Supplied passage below:

And yet, even though Stephen admits in his article that “society has transferred the burden of war to a small, self-contained caste…” he doesn’t claim that returning to a draft during times of war would be beneficial to ending American involvement in wars. Rather he states, “Our communities are full of everyday heroes. These are the nurses, schoolteachers, addiction counselors, community organizers, social workers, coaches, probation officers, and other civilians who struggle to keep Americans from slipping toward despair, sickness, or violence.”
Anybody else notice that he didn’t mention police officers? I wonder why.
At the end of the day Stephen’s article is one more article that cloaks itself in concern for veterans while at the same time whitewashing a past of acceptance by America for those who serve. He presumes that the dictates and desires for publicity by corporations reflect American sentiment at large. He forgets that behind the cheers, behind the idea that the military is one of the most trusted professions in America, lies the desire by most Americans to not have their children serve in the military. What is most egregious is that Stephen, a journalist, forgot that logic matters because he ends the article by stating that if we really thought those who served are heroes we would be doing more to help veterans. Yet his whole article's contention is that America treats the men and women who serve as heroes. Therefore by using his own logic, if we were treating those who have served as heroes, we would already be doing everything that we are supposed to be doing for them, therefore he would not need to rail against the lack of services provided to the men and women who have served.
We know that we aren't all heroes. But those of us who served also know that we did something that 99% of Americans today were unwilling to do.

End of Supplied passage.
Supplied information below:

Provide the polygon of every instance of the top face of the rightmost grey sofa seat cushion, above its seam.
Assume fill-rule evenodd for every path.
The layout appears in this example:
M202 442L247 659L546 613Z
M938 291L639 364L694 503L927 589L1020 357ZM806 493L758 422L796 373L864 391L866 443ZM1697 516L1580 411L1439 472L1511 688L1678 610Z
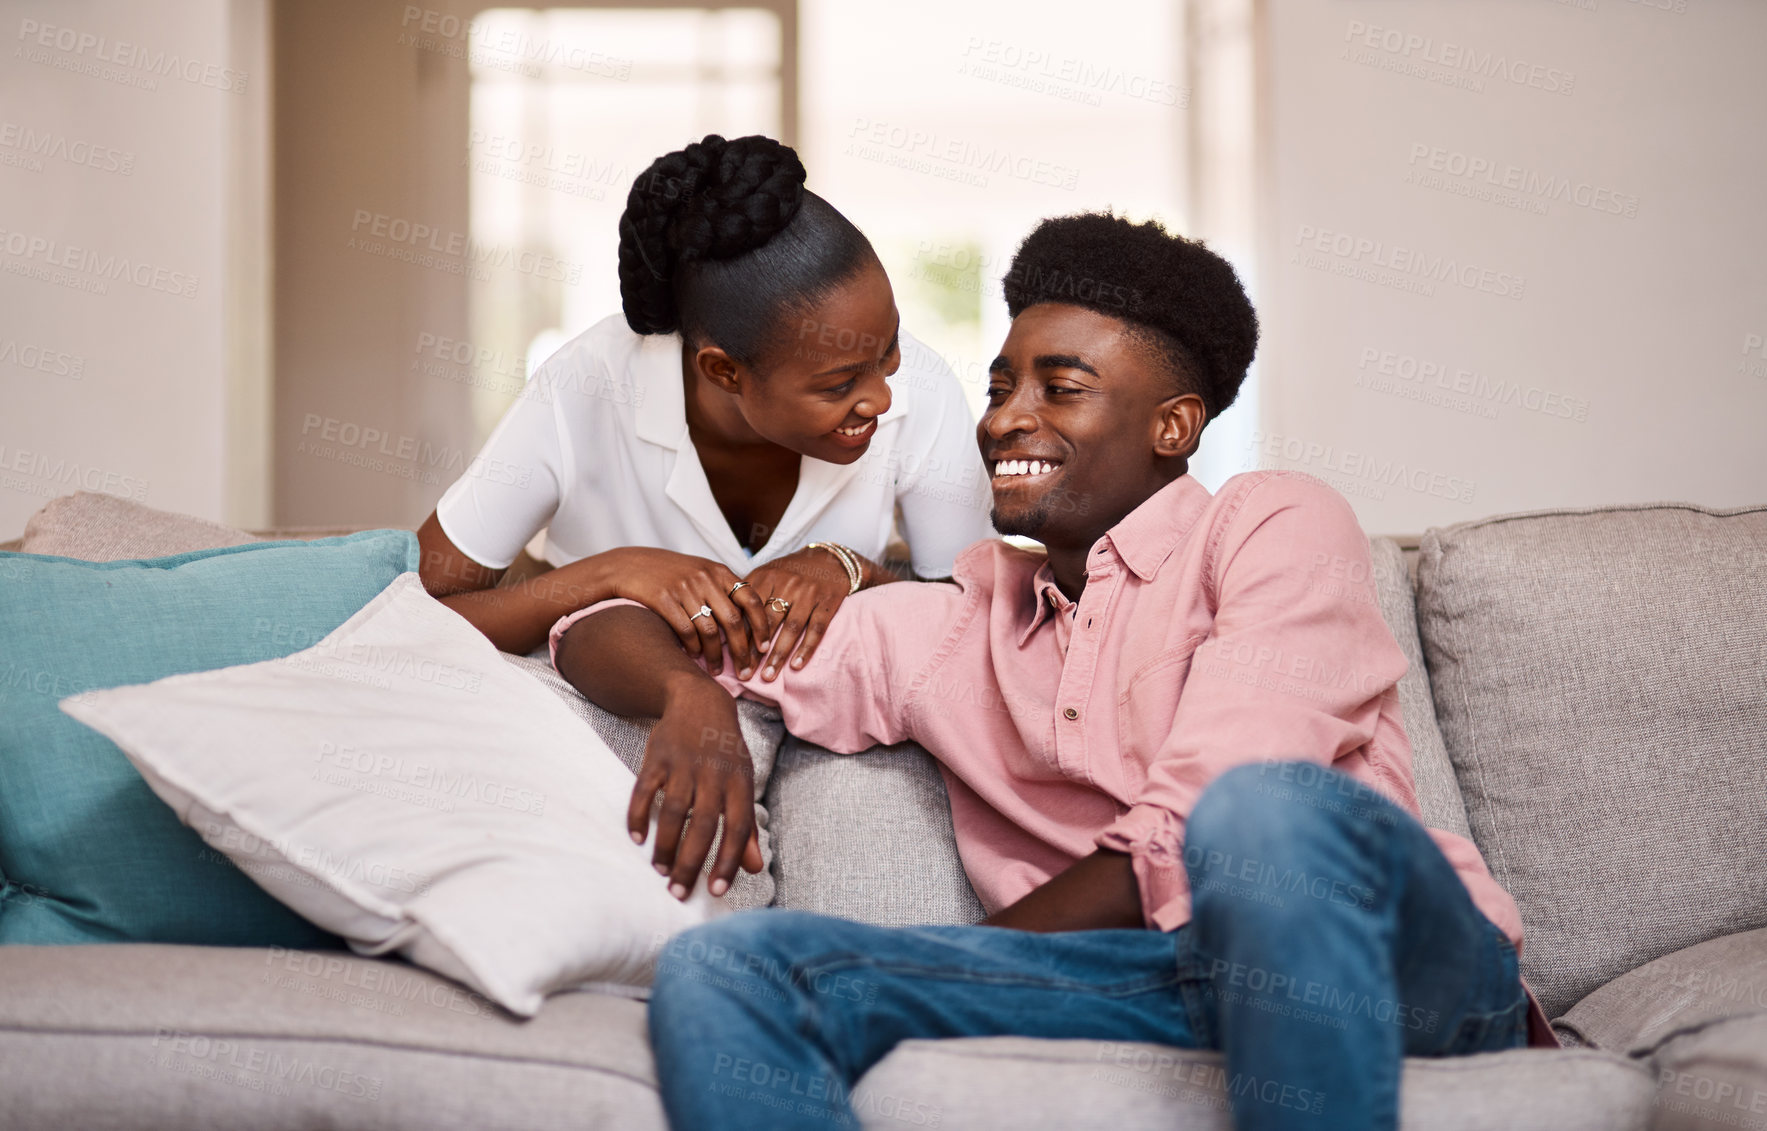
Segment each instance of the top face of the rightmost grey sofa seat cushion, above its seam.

End of Supplied information.

- _What this task involves_:
In the passage about veterans, how does Stephen end his article?

- _Answer box_:
He states that if we really thought those who served are heroes, we would be doing more to help veterans.